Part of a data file
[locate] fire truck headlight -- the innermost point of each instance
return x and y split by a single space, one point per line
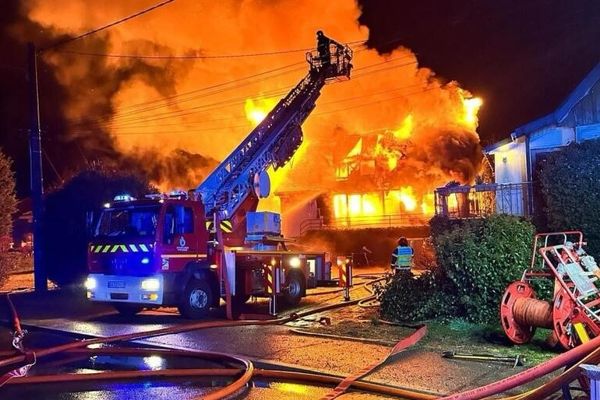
90 283
295 262
150 284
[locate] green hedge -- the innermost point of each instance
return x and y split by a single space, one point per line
569 184
476 260
12 263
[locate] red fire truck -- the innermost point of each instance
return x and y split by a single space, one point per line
191 249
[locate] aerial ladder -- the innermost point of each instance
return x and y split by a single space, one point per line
174 250
234 187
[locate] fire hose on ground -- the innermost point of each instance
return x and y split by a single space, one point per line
588 352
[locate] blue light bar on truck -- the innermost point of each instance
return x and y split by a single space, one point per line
123 197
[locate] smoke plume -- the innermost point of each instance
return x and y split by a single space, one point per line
175 116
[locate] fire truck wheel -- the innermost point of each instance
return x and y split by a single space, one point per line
127 310
292 293
197 299
239 300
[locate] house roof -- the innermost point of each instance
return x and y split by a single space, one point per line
558 115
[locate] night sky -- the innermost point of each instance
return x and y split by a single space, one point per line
523 57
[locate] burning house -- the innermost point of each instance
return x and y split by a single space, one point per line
374 149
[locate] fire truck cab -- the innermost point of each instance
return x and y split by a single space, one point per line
157 252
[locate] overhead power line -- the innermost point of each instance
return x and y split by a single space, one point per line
117 22
194 56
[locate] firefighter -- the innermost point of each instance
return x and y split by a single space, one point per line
402 256
323 43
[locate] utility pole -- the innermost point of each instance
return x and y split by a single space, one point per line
35 170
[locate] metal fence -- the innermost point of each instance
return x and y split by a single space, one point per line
461 201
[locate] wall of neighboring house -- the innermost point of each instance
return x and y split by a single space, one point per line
509 161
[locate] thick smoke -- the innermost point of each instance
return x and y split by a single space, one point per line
147 110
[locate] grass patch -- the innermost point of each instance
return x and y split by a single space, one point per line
461 336
456 335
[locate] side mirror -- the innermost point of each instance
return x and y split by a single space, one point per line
89 222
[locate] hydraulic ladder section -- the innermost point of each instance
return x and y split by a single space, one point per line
275 140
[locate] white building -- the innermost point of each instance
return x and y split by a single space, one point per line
577 119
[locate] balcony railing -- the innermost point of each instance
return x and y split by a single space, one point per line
363 222
476 201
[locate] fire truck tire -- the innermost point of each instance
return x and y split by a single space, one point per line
294 289
197 299
239 300
127 310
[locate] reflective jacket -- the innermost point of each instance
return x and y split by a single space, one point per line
402 257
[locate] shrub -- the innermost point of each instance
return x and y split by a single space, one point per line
569 185
13 262
476 260
65 234
407 298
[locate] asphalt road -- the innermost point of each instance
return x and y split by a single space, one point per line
417 369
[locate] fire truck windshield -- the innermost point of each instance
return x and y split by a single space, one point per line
128 222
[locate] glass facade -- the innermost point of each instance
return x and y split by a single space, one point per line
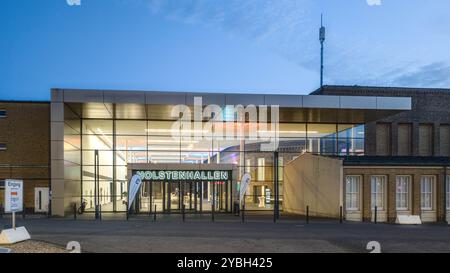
123 136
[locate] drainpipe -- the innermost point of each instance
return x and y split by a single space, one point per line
445 193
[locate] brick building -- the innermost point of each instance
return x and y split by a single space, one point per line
407 152
25 150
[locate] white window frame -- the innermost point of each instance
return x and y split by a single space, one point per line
261 169
378 195
448 192
429 194
355 194
402 194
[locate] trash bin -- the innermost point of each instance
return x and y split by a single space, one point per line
236 208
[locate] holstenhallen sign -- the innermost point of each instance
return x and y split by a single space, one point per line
184 175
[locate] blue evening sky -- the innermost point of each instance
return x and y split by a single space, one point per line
249 46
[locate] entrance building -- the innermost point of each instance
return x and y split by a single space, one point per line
99 138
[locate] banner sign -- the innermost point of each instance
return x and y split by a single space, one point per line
245 181
13 195
185 175
135 184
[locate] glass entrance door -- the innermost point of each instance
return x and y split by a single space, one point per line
197 197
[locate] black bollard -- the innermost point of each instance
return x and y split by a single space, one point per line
375 216
243 213
307 214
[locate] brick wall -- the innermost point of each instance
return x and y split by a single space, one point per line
429 106
26 132
391 173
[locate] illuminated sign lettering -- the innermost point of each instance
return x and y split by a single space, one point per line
182 175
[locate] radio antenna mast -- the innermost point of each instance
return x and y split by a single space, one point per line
322 40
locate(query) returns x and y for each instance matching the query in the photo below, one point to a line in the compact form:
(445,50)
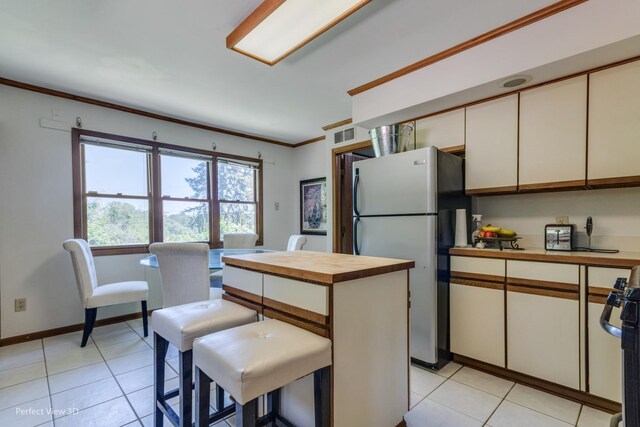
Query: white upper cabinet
(491,150)
(614,125)
(553,127)
(444,130)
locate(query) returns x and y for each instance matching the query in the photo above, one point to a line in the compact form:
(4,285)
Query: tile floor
(54,382)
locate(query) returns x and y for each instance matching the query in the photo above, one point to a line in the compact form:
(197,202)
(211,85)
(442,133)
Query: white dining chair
(184,272)
(93,295)
(296,242)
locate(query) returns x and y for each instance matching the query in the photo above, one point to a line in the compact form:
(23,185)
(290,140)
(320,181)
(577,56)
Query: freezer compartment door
(396,184)
(410,237)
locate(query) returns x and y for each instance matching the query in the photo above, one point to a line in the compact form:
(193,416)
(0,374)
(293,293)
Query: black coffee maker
(627,294)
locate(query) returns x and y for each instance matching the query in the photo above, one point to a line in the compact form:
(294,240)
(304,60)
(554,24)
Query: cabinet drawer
(301,299)
(244,283)
(543,271)
(477,268)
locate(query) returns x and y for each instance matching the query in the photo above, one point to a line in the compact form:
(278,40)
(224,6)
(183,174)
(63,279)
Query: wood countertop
(594,259)
(318,267)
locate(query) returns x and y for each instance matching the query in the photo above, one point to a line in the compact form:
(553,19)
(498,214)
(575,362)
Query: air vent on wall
(344,135)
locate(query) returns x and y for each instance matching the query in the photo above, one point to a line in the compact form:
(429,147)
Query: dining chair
(296,242)
(93,295)
(184,272)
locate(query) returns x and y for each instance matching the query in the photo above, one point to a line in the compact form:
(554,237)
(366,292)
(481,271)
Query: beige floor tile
(22,374)
(590,417)
(546,403)
(12,396)
(510,414)
(123,348)
(431,414)
(79,376)
(472,402)
(131,362)
(112,413)
(423,382)
(85,396)
(22,354)
(27,414)
(483,381)
(450,369)
(141,378)
(71,358)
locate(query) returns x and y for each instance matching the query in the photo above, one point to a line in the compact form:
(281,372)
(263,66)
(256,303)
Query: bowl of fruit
(497,236)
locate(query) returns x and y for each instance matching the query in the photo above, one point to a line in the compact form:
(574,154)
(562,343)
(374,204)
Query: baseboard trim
(66,329)
(547,386)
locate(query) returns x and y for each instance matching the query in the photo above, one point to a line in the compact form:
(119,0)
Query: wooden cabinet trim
(578,184)
(318,330)
(543,292)
(242,302)
(543,284)
(257,299)
(296,311)
(477,276)
(477,284)
(495,191)
(622,181)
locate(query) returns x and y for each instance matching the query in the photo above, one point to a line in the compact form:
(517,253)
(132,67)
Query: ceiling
(163,57)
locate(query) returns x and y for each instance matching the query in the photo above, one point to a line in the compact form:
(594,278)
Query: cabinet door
(553,126)
(605,371)
(543,321)
(444,130)
(491,146)
(614,125)
(477,321)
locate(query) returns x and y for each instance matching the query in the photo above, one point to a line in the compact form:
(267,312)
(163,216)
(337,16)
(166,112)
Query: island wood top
(594,259)
(319,267)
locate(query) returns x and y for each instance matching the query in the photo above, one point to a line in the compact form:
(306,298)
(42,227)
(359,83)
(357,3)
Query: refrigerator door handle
(356,182)
(356,249)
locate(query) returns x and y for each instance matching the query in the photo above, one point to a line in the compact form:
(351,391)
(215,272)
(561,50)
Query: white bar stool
(180,325)
(260,358)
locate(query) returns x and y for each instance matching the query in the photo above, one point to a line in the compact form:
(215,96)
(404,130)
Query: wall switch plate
(20,304)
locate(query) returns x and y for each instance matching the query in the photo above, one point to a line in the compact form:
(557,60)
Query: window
(129,193)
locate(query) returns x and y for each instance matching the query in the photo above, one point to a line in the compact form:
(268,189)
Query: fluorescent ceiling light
(279,27)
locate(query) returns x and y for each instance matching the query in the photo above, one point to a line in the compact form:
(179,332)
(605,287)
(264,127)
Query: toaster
(559,237)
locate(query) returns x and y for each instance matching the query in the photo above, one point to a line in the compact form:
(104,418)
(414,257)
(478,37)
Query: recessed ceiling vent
(514,81)
(344,135)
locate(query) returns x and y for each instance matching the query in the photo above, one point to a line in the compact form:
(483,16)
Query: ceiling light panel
(288,25)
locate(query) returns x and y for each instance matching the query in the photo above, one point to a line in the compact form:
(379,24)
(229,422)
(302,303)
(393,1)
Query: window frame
(80,225)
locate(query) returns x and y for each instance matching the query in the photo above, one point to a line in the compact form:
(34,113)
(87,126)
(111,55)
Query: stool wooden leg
(322,396)
(247,414)
(203,385)
(186,375)
(160,346)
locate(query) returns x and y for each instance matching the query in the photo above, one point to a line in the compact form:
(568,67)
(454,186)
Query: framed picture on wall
(313,206)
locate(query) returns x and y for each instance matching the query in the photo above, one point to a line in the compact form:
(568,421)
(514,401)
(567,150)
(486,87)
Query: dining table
(215,257)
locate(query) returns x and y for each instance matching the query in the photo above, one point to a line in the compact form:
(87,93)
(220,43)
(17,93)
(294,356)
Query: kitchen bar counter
(317,267)
(594,259)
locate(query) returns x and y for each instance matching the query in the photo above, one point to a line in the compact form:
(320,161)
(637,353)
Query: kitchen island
(360,303)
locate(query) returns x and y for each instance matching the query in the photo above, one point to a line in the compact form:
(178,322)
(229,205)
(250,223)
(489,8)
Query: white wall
(36,213)
(615,213)
(310,161)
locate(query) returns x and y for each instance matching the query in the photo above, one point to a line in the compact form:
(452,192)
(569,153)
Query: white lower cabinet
(543,337)
(477,323)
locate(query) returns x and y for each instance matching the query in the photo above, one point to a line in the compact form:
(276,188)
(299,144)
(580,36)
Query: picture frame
(313,206)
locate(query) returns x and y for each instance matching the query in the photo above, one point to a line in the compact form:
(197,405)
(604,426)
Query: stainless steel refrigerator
(404,207)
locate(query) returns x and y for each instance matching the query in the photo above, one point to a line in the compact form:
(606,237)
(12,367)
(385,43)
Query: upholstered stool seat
(259,358)
(180,325)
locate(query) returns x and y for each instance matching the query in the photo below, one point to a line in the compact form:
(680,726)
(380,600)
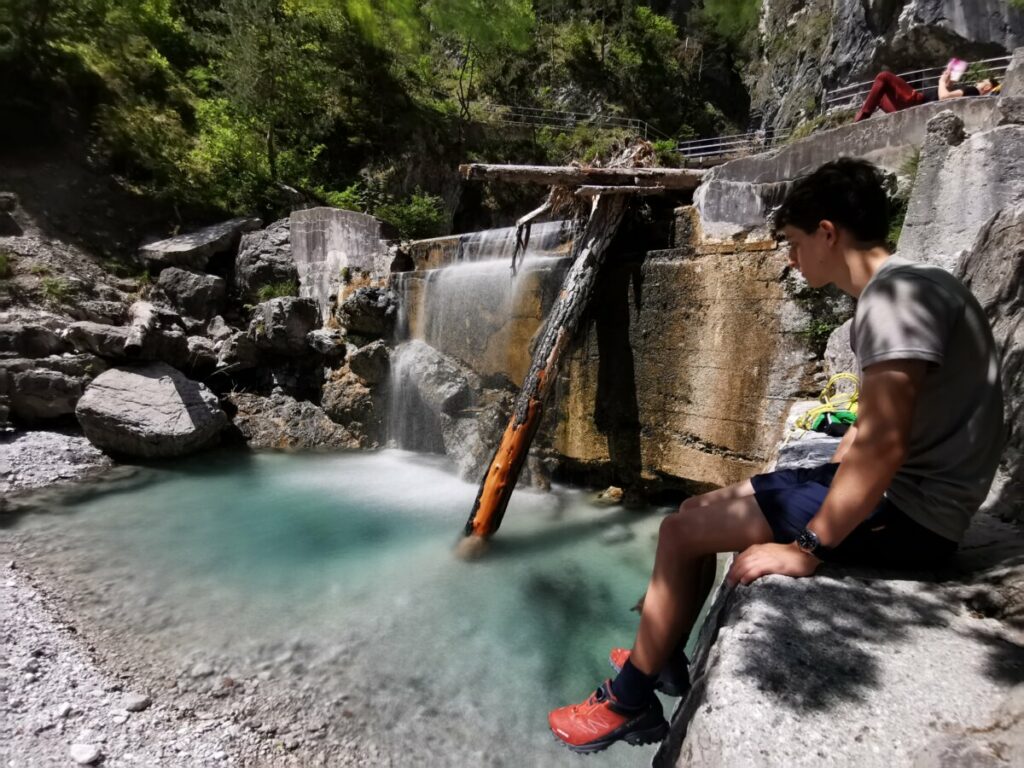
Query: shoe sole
(663,685)
(636,738)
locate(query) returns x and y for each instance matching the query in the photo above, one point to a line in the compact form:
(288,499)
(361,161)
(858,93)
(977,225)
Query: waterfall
(470,318)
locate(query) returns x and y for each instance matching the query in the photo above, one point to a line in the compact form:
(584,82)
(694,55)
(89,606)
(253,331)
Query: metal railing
(540,118)
(923,80)
(736,143)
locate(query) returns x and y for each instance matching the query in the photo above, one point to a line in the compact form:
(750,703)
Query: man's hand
(764,559)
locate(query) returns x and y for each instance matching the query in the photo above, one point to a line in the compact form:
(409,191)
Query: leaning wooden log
(500,479)
(593,192)
(670,178)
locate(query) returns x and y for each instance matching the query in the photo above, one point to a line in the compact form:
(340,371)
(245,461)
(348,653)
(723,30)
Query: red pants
(890,92)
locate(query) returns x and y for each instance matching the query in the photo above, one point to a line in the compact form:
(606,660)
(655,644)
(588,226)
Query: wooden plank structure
(608,190)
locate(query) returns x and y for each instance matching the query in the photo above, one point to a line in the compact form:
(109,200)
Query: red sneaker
(600,721)
(674,680)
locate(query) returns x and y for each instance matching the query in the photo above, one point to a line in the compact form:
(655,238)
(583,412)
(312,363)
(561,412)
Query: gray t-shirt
(918,311)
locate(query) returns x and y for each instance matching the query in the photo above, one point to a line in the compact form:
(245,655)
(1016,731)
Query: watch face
(807,541)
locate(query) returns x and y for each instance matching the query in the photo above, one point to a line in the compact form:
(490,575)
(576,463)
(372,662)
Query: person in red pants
(892,93)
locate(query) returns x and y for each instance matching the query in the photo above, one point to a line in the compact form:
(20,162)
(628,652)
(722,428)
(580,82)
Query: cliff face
(807,46)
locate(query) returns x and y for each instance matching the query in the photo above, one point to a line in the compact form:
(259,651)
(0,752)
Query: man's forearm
(866,470)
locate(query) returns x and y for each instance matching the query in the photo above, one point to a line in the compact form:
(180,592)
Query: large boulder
(370,312)
(281,326)
(282,423)
(193,251)
(48,387)
(31,340)
(371,363)
(105,341)
(195,294)
(347,400)
(150,413)
(994,271)
(962,182)
(264,258)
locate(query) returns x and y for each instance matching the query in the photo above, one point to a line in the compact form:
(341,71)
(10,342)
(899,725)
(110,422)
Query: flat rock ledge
(860,667)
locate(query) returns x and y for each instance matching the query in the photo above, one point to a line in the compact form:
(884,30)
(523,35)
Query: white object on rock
(85,754)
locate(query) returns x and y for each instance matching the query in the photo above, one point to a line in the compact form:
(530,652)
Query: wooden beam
(593,190)
(670,178)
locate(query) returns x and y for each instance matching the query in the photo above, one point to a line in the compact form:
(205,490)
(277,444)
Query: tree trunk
(500,479)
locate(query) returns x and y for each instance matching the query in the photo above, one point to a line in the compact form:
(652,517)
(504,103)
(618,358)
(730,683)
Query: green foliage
(278,290)
(421,215)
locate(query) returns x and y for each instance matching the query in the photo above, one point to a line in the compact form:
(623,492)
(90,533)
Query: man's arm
(884,422)
(945,86)
(879,449)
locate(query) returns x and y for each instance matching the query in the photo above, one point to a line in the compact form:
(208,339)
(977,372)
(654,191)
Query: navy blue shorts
(790,498)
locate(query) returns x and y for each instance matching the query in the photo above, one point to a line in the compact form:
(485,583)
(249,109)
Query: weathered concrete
(331,246)
(735,197)
(857,667)
(700,397)
(961,184)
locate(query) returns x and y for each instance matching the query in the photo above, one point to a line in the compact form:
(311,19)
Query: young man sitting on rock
(903,482)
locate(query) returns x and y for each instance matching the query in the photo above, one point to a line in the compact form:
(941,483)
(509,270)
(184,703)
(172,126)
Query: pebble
(137,701)
(85,754)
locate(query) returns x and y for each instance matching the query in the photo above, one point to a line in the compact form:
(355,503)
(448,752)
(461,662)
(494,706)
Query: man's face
(809,252)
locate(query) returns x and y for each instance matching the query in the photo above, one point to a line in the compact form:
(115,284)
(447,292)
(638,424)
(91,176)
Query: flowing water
(228,555)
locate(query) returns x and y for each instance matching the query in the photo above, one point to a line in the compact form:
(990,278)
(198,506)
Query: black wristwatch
(808,541)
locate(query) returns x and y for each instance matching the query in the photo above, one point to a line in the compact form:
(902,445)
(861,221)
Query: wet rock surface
(264,258)
(193,251)
(38,459)
(282,423)
(813,662)
(150,412)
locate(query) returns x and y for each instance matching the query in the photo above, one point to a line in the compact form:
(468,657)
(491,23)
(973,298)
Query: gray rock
(370,312)
(282,423)
(40,393)
(958,188)
(31,340)
(264,258)
(239,352)
(218,330)
(85,754)
(202,354)
(105,341)
(329,343)
(371,363)
(348,401)
(136,701)
(994,271)
(193,251)
(471,435)
(282,326)
(196,294)
(839,355)
(150,412)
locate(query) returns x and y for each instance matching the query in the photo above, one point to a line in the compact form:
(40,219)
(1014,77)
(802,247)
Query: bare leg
(679,584)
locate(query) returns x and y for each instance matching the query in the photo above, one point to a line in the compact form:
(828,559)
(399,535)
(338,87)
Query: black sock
(633,688)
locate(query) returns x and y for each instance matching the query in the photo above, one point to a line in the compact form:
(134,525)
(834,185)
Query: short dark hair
(847,192)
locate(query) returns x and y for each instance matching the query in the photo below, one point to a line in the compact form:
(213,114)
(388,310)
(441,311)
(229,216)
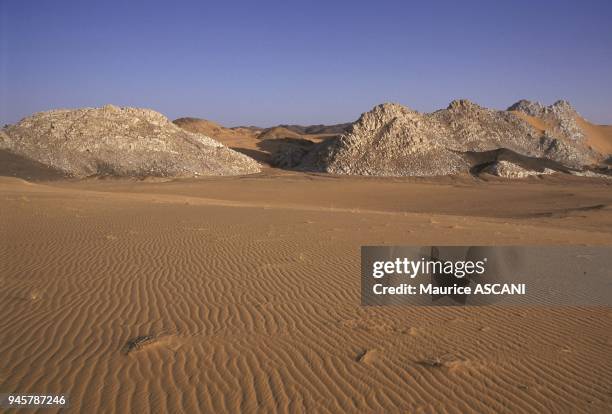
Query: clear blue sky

> [OBJECTIVE]
Select every line of the records that contains the word "metal" and copy those lines out.

> [SOLUTION FOR THIS EXERCISE]
[locate] metal fence -- the innermost point of each instance
Query: metal railing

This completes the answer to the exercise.